→ **Trecho do documento**:
= = = = = = =

Processado o feito, sobreveio sentença com o seguinte dispositivo (
:" Ante o exposto, JULGO PROCEDENTE a presente AÇÃO PREVIDENCIÁRIA ajuizada por LÚCIA MARTINS DIAS em face do INSTITUTO NACIONAL DO SEGURO SOCIAL – INSS – para declarar a inexigibilidade da quantia cobrada pela autarquia previdenciária federal, relativamente aos valores percebidos pela requerente, a título de auxílio-acidente, no período compreendido entre a concessão da aposentadoria e a cessação daquele benefício, restando, assim, confirmada a tutela antecipada.
Condeno o demandado ao pagamento dos honorários advocatícios em favor da procuradora da autora, estes fixados em 10% sobre o valor atualizado da causa, com base no art. 85, § 3º, inciso I, e § 4º, inciso III, do Novo CPC, considerando a natureza da causa, o trabalho desenvolvido e o zelo na condução do processo.
Sem custas processuais, considerando o contido no art. 5º, inciso I, do Regimento de Custas.
Desnecessária a remessa necessária, ante o contido no art. 496, § 3º, inciso I, do Novo Código de Processo Civil.
Caso haja apelação, considerando as novas disposições do atual Código de Processo Civil (art. 1.010), que determina a remessa do recurso independentemente do juízo de admissibilidade no primeiro grau, deverá o cartório intimar a parte recorrida para oferecer contrarrazões e, na sequência, remeter os autos para a instância superior.
Nada sendo postulado após o trânsito em julgado, arquive-se com baixa.
Publique-se.
Registre-se.
Intimem-se."
Apela o INSS.

= = = = = = =

→ **Material fornecido**:
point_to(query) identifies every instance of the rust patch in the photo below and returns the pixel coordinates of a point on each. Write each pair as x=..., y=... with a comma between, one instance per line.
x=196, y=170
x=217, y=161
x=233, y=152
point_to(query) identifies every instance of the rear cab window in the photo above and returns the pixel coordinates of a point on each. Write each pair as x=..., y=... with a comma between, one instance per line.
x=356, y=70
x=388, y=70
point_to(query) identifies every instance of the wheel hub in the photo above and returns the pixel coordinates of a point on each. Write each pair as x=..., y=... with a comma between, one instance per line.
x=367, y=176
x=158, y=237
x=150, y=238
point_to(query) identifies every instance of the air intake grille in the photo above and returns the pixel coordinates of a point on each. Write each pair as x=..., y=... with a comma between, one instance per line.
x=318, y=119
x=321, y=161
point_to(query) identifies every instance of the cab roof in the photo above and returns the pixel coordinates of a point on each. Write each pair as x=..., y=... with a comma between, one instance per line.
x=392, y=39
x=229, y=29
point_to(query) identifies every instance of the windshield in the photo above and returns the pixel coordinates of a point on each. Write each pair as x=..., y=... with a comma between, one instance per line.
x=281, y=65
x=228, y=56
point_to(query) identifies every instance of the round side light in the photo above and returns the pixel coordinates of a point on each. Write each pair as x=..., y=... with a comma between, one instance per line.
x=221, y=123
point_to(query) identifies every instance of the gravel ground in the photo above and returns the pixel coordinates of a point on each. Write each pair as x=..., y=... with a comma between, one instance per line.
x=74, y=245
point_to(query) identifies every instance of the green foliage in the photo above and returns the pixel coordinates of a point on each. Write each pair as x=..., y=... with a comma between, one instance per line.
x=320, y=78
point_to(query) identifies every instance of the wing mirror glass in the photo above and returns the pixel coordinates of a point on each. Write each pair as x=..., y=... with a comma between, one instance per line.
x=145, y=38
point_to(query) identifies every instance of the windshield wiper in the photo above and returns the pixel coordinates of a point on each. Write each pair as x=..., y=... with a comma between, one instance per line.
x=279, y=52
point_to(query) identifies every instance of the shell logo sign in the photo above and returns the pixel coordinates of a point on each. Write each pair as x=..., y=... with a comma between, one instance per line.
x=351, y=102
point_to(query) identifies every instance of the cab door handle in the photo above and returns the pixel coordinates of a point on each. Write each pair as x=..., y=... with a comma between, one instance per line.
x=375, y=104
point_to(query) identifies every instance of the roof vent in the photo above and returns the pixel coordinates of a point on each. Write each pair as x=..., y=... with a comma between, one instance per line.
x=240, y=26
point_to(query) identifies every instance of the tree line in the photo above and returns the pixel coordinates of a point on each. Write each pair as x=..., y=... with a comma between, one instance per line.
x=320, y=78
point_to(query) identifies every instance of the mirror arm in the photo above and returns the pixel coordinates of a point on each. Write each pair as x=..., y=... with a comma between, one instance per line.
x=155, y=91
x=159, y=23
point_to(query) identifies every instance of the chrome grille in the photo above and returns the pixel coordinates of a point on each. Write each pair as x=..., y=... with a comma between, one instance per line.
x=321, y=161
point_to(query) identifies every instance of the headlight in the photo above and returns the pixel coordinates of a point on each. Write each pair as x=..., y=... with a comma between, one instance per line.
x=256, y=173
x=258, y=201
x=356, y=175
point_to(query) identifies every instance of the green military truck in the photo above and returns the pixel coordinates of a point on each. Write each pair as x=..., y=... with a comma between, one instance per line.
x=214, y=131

= = = = = = =

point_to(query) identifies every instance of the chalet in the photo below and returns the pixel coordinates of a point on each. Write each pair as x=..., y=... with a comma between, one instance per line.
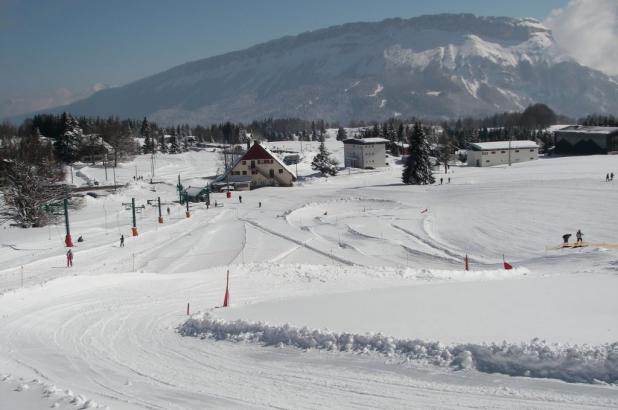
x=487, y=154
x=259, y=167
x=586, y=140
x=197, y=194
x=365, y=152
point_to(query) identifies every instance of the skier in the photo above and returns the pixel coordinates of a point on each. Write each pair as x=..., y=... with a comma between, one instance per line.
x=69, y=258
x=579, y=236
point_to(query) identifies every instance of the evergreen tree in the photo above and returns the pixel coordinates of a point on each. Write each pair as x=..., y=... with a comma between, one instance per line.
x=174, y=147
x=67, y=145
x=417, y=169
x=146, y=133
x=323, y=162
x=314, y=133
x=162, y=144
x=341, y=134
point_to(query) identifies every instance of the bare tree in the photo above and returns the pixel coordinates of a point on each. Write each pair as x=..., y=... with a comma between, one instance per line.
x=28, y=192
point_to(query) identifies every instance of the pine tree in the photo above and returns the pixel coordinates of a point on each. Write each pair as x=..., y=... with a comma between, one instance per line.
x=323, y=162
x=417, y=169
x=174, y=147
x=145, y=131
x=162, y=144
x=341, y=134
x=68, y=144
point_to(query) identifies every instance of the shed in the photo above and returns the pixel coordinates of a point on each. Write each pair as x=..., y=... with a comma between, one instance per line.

= = = = = = =

→ **Pedido apresentado**:
Reproduza integralmente e sem nenhuma alteração o trecho da sentença na ação previdenciária. Os dados fornecidos não são necessários.

→ **Resultado abaixo**:
Processado o feito, sobreveio sentença com o seguinte dispositivo (
:" Ante o exposto, JULGO PROCEDENTE a presente AÇÃO PREVIDENCIÁRIA ajuizada por LÚCIA MARTINS DIAS em face do INSTITUTO NACIONAL DO SEGURO SOCIAL – INSS – para declarar a inexigibilidade da quantia cobrada pela autarquia previdenciária federal, relativamente aos valores percebidos pela requerente, a título de auxílio-acidente, no período compreendido entre a concessão da aposentadoria e a cessação daquele benefício, restando, assim, confirmada a tutela antecipada.
Condeno o demandado ao pagamento dos honorários advocatícios em favor da procuradora da autora, estes fixados em 10% sobre o valor atualizado da causa, com base no art. 85, § 3º, inciso I, e § 4º, inciso III, do Novo CPC, considerando a natureza da causa, o trabalho desenvolvido e o zelo na condução do processo.
Sem custas processuais, considerando o contido no art. 5º, inciso I, do Regimento de Custas.
Desnecessária a remessa necessária, ante o contido no art. 496, § 3º, inciso I, do Novo Código de Processo Civil.
Caso haja apelação, considerando as novas disposições do atual Código de Processo Civil (art. 1.010), que determina a remessa do recurso independentemente do juízo de admissibilidade no primeiro grau, deverá o cartório intimar a parte recorrida para oferecer contrarrazões e, na sequência, remeter os autos para a instância superior.
Nada sendo postulado após o trânsito em julgado, arquive-se com baixa.
Publique-se.
Registre-se.
Intimem-se."
Apela o INSS.